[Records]
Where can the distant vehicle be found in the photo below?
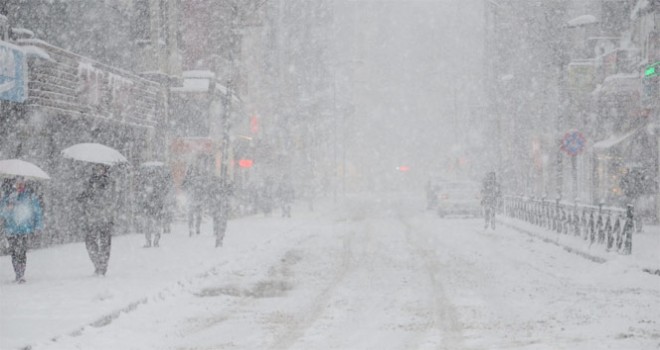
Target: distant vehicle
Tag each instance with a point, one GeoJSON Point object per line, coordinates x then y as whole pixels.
{"type": "Point", "coordinates": [432, 187]}
{"type": "Point", "coordinates": [459, 198]}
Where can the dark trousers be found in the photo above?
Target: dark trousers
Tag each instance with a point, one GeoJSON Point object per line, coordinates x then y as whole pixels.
{"type": "Point", "coordinates": [98, 240]}
{"type": "Point", "coordinates": [219, 226]}
{"type": "Point", "coordinates": [194, 218]}
{"type": "Point", "coordinates": [18, 251]}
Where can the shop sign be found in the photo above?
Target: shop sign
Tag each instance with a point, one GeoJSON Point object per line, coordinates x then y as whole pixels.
{"type": "Point", "coordinates": [13, 78]}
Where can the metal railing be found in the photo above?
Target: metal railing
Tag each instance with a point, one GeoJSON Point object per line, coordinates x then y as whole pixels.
{"type": "Point", "coordinates": [609, 226]}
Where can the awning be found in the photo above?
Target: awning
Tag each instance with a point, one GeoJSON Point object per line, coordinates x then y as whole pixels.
{"type": "Point", "coordinates": [614, 140]}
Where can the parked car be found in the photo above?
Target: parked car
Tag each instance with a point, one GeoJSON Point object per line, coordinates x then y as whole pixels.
{"type": "Point", "coordinates": [459, 198]}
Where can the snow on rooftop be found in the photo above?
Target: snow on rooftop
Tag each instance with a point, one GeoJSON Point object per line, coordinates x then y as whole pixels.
{"type": "Point", "coordinates": [199, 74]}
{"type": "Point", "coordinates": [37, 52]}
{"type": "Point", "coordinates": [640, 6]}
{"type": "Point", "coordinates": [23, 31]}
{"type": "Point", "coordinates": [582, 20]}
{"type": "Point", "coordinates": [193, 85]}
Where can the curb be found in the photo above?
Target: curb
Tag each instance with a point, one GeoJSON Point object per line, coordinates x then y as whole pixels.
{"type": "Point", "coordinates": [164, 293]}
{"type": "Point", "coordinates": [572, 250]}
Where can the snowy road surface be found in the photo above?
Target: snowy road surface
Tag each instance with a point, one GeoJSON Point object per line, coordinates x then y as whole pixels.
{"type": "Point", "coordinates": [375, 274]}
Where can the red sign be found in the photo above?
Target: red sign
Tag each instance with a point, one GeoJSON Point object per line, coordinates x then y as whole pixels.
{"type": "Point", "coordinates": [245, 163]}
{"type": "Point", "coordinates": [192, 145]}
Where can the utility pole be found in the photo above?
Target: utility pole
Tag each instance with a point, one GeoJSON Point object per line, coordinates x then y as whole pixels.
{"type": "Point", "coordinates": [223, 217]}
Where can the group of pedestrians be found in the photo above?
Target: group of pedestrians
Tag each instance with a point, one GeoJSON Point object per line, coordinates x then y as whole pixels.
{"type": "Point", "coordinates": [22, 210]}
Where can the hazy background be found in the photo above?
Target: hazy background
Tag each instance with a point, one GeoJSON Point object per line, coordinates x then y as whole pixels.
{"type": "Point", "coordinates": [411, 71]}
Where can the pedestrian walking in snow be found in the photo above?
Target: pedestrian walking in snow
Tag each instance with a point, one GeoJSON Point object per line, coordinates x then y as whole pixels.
{"type": "Point", "coordinates": [152, 205]}
{"type": "Point", "coordinates": [285, 194]}
{"type": "Point", "coordinates": [98, 206]}
{"type": "Point", "coordinates": [266, 197]}
{"type": "Point", "coordinates": [194, 186]}
{"type": "Point", "coordinates": [21, 214]}
{"type": "Point", "coordinates": [490, 197]}
{"type": "Point", "coordinates": [221, 192]}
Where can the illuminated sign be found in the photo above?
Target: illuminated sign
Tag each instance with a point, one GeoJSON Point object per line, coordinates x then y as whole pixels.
{"type": "Point", "coordinates": [652, 70]}
{"type": "Point", "coordinates": [13, 71]}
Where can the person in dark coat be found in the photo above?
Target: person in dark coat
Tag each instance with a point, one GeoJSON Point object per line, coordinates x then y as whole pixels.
{"type": "Point", "coordinates": [285, 194]}
{"type": "Point", "coordinates": [21, 214]}
{"type": "Point", "coordinates": [153, 204]}
{"type": "Point", "coordinates": [490, 197]}
{"type": "Point", "coordinates": [194, 186]}
{"type": "Point", "coordinates": [221, 193]}
{"type": "Point", "coordinates": [98, 205]}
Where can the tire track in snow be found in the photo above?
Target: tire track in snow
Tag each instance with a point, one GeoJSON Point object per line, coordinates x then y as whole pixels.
{"type": "Point", "coordinates": [288, 338]}
{"type": "Point", "coordinates": [445, 316]}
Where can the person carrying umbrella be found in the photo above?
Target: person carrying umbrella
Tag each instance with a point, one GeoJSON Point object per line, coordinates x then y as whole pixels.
{"type": "Point", "coordinates": [98, 205]}
{"type": "Point", "coordinates": [22, 215]}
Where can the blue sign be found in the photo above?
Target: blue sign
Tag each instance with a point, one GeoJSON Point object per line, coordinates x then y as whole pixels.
{"type": "Point", "coordinates": [573, 143]}
{"type": "Point", "coordinates": [13, 73]}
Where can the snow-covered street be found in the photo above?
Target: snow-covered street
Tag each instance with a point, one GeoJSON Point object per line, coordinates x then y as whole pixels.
{"type": "Point", "coordinates": [369, 274]}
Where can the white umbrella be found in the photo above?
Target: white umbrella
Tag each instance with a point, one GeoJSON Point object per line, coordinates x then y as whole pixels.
{"type": "Point", "coordinates": [94, 153]}
{"type": "Point", "coordinates": [17, 167]}
{"type": "Point", "coordinates": [153, 164]}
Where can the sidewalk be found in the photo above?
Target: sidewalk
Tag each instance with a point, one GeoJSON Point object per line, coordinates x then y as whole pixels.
{"type": "Point", "coordinates": [645, 247]}
{"type": "Point", "coordinates": [62, 296]}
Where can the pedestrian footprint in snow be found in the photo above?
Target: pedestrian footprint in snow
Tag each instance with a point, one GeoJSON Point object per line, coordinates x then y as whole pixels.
{"type": "Point", "coordinates": [21, 214]}
{"type": "Point", "coordinates": [99, 209]}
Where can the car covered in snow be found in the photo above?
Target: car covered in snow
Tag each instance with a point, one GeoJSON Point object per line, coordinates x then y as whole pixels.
{"type": "Point", "coordinates": [458, 198]}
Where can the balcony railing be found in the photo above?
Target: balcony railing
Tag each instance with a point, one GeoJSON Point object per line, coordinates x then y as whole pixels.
{"type": "Point", "coordinates": [609, 226]}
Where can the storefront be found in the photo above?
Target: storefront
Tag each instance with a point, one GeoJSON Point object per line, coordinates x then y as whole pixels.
{"type": "Point", "coordinates": [73, 99]}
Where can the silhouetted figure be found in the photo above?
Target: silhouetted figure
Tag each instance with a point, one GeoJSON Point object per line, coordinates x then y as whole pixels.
{"type": "Point", "coordinates": [490, 196]}
{"type": "Point", "coordinates": [21, 214]}
{"type": "Point", "coordinates": [99, 209]}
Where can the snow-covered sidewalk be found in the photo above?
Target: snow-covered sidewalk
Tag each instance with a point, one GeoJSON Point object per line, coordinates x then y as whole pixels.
{"type": "Point", "coordinates": [645, 252]}
{"type": "Point", "coordinates": [62, 294]}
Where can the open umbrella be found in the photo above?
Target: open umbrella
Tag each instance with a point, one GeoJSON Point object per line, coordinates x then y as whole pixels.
{"type": "Point", "coordinates": [153, 164]}
{"type": "Point", "coordinates": [94, 153]}
{"type": "Point", "coordinates": [17, 167]}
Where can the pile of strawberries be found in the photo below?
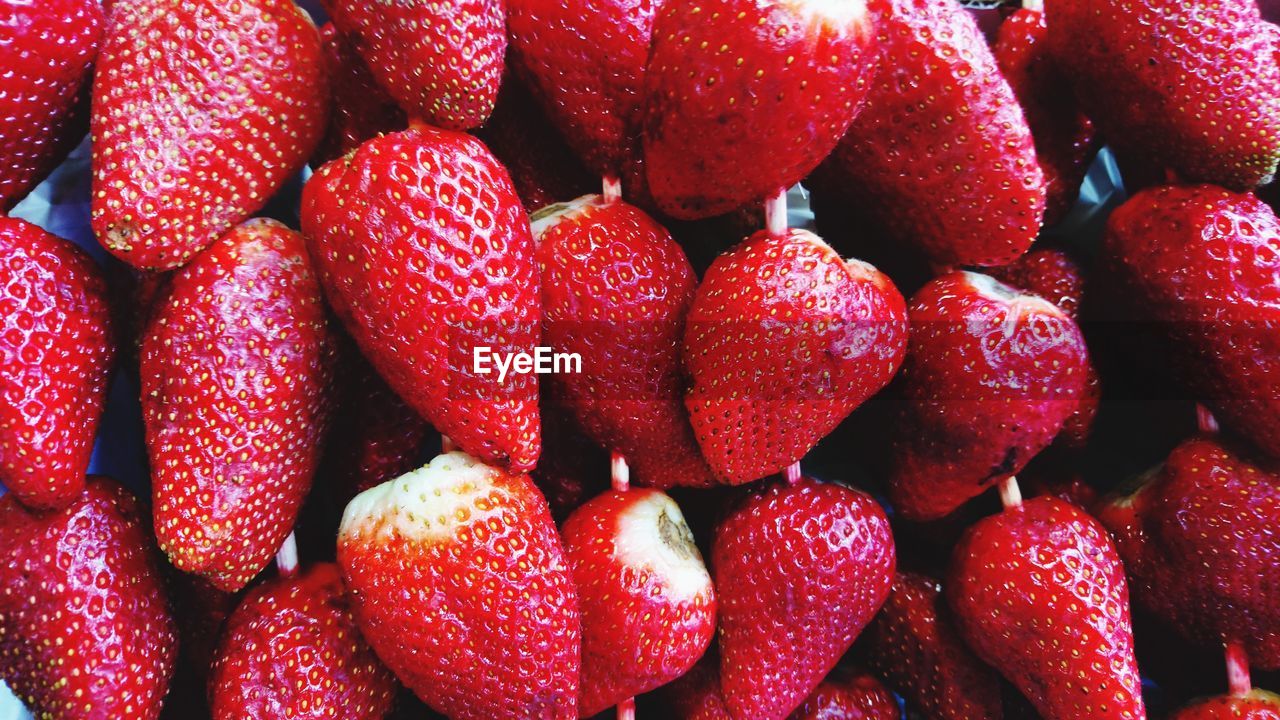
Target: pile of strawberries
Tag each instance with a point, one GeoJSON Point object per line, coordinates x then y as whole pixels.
{"type": "Point", "coordinates": [548, 563]}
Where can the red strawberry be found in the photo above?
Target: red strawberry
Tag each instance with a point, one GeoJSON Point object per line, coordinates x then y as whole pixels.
{"type": "Point", "coordinates": [46, 50]}
{"type": "Point", "coordinates": [784, 341]}
{"type": "Point", "coordinates": [1201, 267]}
{"type": "Point", "coordinates": [85, 629]}
{"type": "Point", "coordinates": [440, 60]}
{"type": "Point", "coordinates": [616, 290]}
{"type": "Point", "coordinates": [647, 600]}
{"type": "Point", "coordinates": [1194, 89]}
{"type": "Point", "coordinates": [460, 584]}
{"type": "Point", "coordinates": [292, 650]}
{"type": "Point", "coordinates": [55, 352]}
{"type": "Point", "coordinates": [1038, 592]}
{"type": "Point", "coordinates": [744, 99]}
{"type": "Point", "coordinates": [942, 156]}
{"type": "Point", "coordinates": [201, 110]}
{"type": "Point", "coordinates": [800, 570]}
{"type": "Point", "coordinates": [914, 646]}
{"type": "Point", "coordinates": [990, 378]}
{"type": "Point", "coordinates": [1200, 545]}
{"type": "Point", "coordinates": [426, 255]}
{"type": "Point", "coordinates": [236, 374]}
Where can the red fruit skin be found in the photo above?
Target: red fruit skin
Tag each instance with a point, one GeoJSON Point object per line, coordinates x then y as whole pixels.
{"type": "Point", "coordinates": [85, 627]}
{"type": "Point", "coordinates": [914, 646]}
{"type": "Point", "coordinates": [292, 650]}
{"type": "Point", "coordinates": [647, 600]}
{"type": "Point", "coordinates": [442, 62]}
{"type": "Point", "coordinates": [1198, 267]}
{"type": "Point", "coordinates": [800, 570]}
{"type": "Point", "coordinates": [48, 51]}
{"type": "Point", "coordinates": [460, 584]}
{"type": "Point", "coordinates": [179, 155]}
{"type": "Point", "coordinates": [1210, 109]}
{"type": "Point", "coordinates": [990, 378]}
{"type": "Point", "coordinates": [744, 99]}
{"type": "Point", "coordinates": [237, 370]}
{"type": "Point", "coordinates": [56, 347]}
{"type": "Point", "coordinates": [616, 291]}
{"type": "Point", "coordinates": [1200, 546]}
{"type": "Point", "coordinates": [433, 210]}
{"type": "Point", "coordinates": [1040, 593]}
{"type": "Point", "coordinates": [942, 156]}
{"type": "Point", "coordinates": [835, 333]}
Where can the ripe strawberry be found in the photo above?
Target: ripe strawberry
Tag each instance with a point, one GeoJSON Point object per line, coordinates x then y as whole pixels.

◆ What needs to be done ◆
Give exactly the lines from the one with "Where can the ripe" to the end of the entries, nothing before them.

◆ Exercise response ◆
Where can the ripe strawberry be found in the photo above?
Target: ripe strawberry
Tag each instance with a point, one GeoJSON Point object per line, coordinates x then y as whole pixels.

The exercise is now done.